Exercise description
Locate the line that contains "Target — wooden table surface" in the entries below. Retype it and all following lines through the final one, character for character.

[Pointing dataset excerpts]
++++

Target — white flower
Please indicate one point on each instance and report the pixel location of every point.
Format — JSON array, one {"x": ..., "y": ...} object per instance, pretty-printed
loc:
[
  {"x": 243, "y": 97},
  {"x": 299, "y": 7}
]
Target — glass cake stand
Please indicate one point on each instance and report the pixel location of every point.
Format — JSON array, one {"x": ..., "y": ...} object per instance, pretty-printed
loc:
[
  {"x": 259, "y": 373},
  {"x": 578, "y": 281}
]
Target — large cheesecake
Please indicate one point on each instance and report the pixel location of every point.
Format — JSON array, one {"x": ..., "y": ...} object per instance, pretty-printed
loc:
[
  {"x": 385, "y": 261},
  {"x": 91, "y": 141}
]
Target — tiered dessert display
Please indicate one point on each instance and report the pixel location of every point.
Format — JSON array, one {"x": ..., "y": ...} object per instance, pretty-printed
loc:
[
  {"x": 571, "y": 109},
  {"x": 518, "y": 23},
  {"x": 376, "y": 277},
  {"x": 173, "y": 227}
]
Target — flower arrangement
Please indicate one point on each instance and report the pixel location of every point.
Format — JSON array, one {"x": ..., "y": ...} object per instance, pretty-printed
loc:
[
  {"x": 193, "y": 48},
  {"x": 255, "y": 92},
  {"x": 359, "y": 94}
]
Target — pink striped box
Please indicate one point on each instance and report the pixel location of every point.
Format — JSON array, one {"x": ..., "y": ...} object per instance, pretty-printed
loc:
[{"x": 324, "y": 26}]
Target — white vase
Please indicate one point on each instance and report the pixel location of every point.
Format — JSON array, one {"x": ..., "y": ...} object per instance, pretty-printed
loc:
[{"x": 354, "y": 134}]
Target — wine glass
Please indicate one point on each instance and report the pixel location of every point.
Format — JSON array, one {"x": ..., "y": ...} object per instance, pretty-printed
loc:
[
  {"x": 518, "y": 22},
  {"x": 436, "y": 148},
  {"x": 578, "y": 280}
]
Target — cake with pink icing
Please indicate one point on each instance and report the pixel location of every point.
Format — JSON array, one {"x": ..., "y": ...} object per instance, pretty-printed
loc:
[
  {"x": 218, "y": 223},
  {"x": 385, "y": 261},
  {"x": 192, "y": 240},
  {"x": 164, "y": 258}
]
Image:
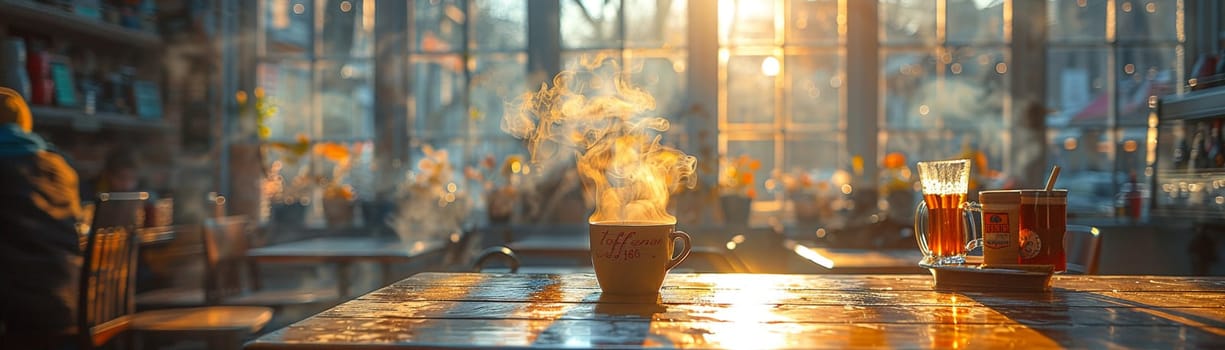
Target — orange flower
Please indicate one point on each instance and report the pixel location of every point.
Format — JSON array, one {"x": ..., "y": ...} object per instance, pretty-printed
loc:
[{"x": 333, "y": 152}]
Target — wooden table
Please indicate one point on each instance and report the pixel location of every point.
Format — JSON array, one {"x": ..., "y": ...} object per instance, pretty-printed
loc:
[
  {"x": 765, "y": 311},
  {"x": 850, "y": 261},
  {"x": 344, "y": 251}
]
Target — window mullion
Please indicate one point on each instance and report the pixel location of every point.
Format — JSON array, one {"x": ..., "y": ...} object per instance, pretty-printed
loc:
[{"x": 863, "y": 113}]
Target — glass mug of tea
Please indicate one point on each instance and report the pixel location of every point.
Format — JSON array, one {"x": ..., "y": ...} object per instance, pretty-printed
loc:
[
  {"x": 943, "y": 227},
  {"x": 1043, "y": 228}
]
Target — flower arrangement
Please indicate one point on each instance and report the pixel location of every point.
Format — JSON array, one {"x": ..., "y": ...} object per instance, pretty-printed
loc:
[
  {"x": 500, "y": 184},
  {"x": 491, "y": 176},
  {"x": 341, "y": 157},
  {"x": 736, "y": 178},
  {"x": 799, "y": 181},
  {"x": 261, "y": 109},
  {"x": 431, "y": 204},
  {"x": 810, "y": 195}
]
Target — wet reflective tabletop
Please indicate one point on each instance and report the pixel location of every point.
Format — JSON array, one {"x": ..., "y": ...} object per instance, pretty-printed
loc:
[{"x": 765, "y": 311}]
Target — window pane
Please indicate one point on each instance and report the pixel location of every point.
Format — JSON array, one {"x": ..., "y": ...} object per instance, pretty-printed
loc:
[
  {"x": 908, "y": 21},
  {"x": 591, "y": 25},
  {"x": 815, "y": 89},
  {"x": 437, "y": 87},
  {"x": 1143, "y": 74},
  {"x": 655, "y": 23},
  {"x": 910, "y": 91},
  {"x": 1077, "y": 87},
  {"x": 500, "y": 25},
  {"x": 606, "y": 64},
  {"x": 1148, "y": 20},
  {"x": 660, "y": 78},
  {"x": 495, "y": 81},
  {"x": 744, "y": 22},
  {"x": 822, "y": 152},
  {"x": 1085, "y": 154},
  {"x": 975, "y": 89},
  {"x": 286, "y": 82},
  {"x": 750, "y": 92},
  {"x": 761, "y": 151},
  {"x": 348, "y": 28},
  {"x": 439, "y": 26},
  {"x": 289, "y": 26},
  {"x": 986, "y": 147},
  {"x": 346, "y": 99},
  {"x": 812, "y": 22},
  {"x": 975, "y": 21},
  {"x": 1077, "y": 20}
]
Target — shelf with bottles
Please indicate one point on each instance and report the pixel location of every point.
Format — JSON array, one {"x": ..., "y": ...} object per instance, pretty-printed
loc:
[
  {"x": 81, "y": 121},
  {"x": 131, "y": 26},
  {"x": 1188, "y": 179}
]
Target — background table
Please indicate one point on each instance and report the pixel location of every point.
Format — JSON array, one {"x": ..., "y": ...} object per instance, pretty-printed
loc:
[
  {"x": 762, "y": 311},
  {"x": 346, "y": 250}
]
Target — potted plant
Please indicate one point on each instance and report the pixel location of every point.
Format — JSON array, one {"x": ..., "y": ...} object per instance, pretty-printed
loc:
[
  {"x": 500, "y": 185},
  {"x": 738, "y": 189},
  {"x": 338, "y": 196},
  {"x": 809, "y": 196},
  {"x": 431, "y": 203}
]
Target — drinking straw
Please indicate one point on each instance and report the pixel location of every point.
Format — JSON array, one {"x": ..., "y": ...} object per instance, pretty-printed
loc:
[{"x": 1050, "y": 181}]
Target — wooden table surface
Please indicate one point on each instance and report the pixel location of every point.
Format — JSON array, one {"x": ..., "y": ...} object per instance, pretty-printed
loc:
[
  {"x": 851, "y": 261},
  {"x": 346, "y": 250},
  {"x": 765, "y": 311}
]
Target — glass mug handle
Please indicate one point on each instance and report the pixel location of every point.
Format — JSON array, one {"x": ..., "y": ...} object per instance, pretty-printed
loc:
[
  {"x": 973, "y": 236},
  {"x": 921, "y": 228},
  {"x": 973, "y": 239}
]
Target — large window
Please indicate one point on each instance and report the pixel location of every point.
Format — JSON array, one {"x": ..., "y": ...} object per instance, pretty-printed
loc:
[
  {"x": 315, "y": 64},
  {"x": 945, "y": 74},
  {"x": 780, "y": 91},
  {"x": 940, "y": 81},
  {"x": 1105, "y": 61},
  {"x": 467, "y": 60}
]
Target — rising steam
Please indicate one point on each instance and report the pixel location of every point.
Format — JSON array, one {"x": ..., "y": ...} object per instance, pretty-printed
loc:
[{"x": 616, "y": 146}]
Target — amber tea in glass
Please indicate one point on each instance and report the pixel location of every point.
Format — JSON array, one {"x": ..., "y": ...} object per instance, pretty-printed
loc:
[
  {"x": 941, "y": 222},
  {"x": 1043, "y": 227}
]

++++

Full answer
Target — wooden table surface
Please indicate one point on each instance and report the pixel location of every point.
Format — JSON array, one {"x": ..., "y": ...} object per instance, pretty-printed
loc:
[
  {"x": 851, "y": 261},
  {"x": 346, "y": 250},
  {"x": 765, "y": 311}
]
Target — glass mug handle
Please indicate one point on each instance and report the pixel location of every point.
Format — JSON array, one {"x": ..., "y": ...} object per instance, pretty-printed
loc:
[
  {"x": 973, "y": 236},
  {"x": 921, "y": 228},
  {"x": 973, "y": 239}
]
Target — large window
Please indicate one point on each instance and report the pixel location of every point.
Format — JSON array, one {"x": ..., "y": ...} object per instance, pretty-printed
loc:
[
  {"x": 315, "y": 64},
  {"x": 945, "y": 74},
  {"x": 780, "y": 91},
  {"x": 940, "y": 81},
  {"x": 1105, "y": 61},
  {"x": 467, "y": 60}
]
Target — rising steam
Please indicate one point on each instance and report the pixel location of every point.
Format — JSON array, one {"x": ..., "y": ...} object per instance, pretty-printed
loc:
[{"x": 616, "y": 146}]
Target — amber tea in glass
Please indicate one point on each instance and report the pixel location of every point.
Format — JSON array, one {"x": ..., "y": ...} object per instance, pretty-printed
loc:
[
  {"x": 941, "y": 222},
  {"x": 1043, "y": 227}
]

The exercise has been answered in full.